━━ DOCUMENTO FUENTE
En la encrucijada de la PUCP hay argumentos que no sólo no ayudan; son suicidas y no precisamente por hacer honor a la verdad. El último artículo de Miguel Giusti (3 de setiembre, diario La República) adolece de pertinencia por falta de objetivación.
Según el artículo, sorprende que una institución en crisis como la Iglesia tenga la posibilidad de influir incluso en política. Tal situación, se aduce, no se imagina en otros países que han desarrollado una conciencia histórica de otro tipo. Inquieta sin embargo la argumentación que hace una caricatura de la Iglesia corriendo así el riesgo enredar el debate.
Miguel Giusti pasa del tema de fondo a la crisis de la Iglesia ¿por los escándalos sexuales? Imposible negar la crisis, pero los abusos son un síntoma y analizarlo es una tarea que requiere esprit de finesse. La crisis de la Iglesia comenzó mucho antes y no precisamente por estas razones. Cuando tomamos la parte por el todo dibujamos una caricatura, provoca risa, pero sólo se aproxima a lo representado.
Ha habido escándalos en la Iglesia. Sin embargo, convendría revisar algunas estadísticas que no expongo por pudor y respeto a las víctimas. Sin justificar de ningún modo tamaña barbaridad, me contentaré con decir que no se trata “masivamente” de los sacerdotes. Ese adverbio transforma el argumento en una falacia. Aunque el nombre de esta falacia es “generalización”, la reiteración irresponsable constituye una mentira. No cabe duda, quien pertenece a la institución puede lamentar con más sentido esta vergüenza, porque entiende la gravedad de los hechos frente a las víctimas. En el artículo se refleja más bien cierto aire de suficiencia porque banaliza los hechos cargándolos alegremente a la cuenta de una institución sin comprometerse con lo que está en juego. Se ignora una realidad que excede con mucho la brutalidad de algunos pseudo-sacerdotes y que obedece a una profunda inconsciencia colectiva de los modos operatorios de nuestra sexualidad y de nuestro deseo en la cultura contemporánea.
━━━━
### LO QUE SE PIDE
Responde estas preguntas sobre el documento fuente, cada una en su propia línea y con su número.
1. ¿En qué diario y en qué fecha se publicó el artículo de Miguel Giusti?
2. ¿Qué expresión en francés se usa para lo que requiere analizar los abusos?
3. ¿Qué adverbio, según el documento fuente, transforma el argumento en una falacia?
Los ítems que aparecen a continuación son material independiente del documento fuente.
━━ EXTRACTO DE DATOS
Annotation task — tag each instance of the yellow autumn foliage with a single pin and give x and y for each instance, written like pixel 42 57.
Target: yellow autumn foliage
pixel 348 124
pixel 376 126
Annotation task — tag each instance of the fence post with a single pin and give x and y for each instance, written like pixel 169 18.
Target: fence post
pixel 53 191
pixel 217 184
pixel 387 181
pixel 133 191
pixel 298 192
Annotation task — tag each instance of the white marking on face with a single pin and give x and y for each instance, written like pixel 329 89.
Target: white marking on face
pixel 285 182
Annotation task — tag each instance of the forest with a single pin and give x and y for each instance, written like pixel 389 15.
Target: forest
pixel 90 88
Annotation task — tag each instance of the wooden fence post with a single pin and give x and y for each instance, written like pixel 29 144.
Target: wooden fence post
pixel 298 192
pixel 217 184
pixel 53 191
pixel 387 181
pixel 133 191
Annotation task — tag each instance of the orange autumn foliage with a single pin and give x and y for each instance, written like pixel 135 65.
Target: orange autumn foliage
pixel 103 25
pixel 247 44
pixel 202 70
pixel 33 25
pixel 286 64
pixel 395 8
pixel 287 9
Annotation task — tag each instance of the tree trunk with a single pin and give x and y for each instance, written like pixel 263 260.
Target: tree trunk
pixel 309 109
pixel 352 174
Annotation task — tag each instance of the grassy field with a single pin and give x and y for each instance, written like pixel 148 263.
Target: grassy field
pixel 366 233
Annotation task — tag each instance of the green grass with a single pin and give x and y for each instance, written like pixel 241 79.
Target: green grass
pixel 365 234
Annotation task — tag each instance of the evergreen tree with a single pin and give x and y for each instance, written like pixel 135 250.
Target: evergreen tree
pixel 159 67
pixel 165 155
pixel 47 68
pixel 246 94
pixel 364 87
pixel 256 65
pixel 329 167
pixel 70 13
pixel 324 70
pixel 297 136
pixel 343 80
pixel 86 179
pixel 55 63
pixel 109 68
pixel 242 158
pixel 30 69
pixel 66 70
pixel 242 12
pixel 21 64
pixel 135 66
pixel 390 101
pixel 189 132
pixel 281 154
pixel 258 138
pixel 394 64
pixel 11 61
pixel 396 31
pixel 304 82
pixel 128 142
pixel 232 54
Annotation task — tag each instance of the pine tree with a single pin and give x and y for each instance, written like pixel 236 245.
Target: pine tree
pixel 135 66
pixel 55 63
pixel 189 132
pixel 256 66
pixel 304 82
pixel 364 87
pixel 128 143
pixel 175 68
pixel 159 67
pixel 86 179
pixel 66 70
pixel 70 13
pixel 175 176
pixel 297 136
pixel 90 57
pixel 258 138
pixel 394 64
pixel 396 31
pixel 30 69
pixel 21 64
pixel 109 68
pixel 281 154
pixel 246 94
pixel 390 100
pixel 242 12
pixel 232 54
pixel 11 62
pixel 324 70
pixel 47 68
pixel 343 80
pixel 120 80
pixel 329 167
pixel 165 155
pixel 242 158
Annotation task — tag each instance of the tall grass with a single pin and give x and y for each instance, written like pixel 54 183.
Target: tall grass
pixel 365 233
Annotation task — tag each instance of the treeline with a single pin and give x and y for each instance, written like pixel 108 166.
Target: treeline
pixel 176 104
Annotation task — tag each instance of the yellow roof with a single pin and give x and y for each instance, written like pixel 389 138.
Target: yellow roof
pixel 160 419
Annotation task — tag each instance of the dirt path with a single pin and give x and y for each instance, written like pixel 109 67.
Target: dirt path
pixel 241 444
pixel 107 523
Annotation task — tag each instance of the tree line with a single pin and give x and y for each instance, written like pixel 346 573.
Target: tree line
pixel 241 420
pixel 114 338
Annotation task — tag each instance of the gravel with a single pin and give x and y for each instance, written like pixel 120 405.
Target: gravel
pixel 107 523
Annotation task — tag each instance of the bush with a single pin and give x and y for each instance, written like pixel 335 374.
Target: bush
━━━━
### SOLUCIÓN ESCRITA
1. En el diario La República, el 3 de setiembre.
2. Esprit de finesse.
3. «Masivamente».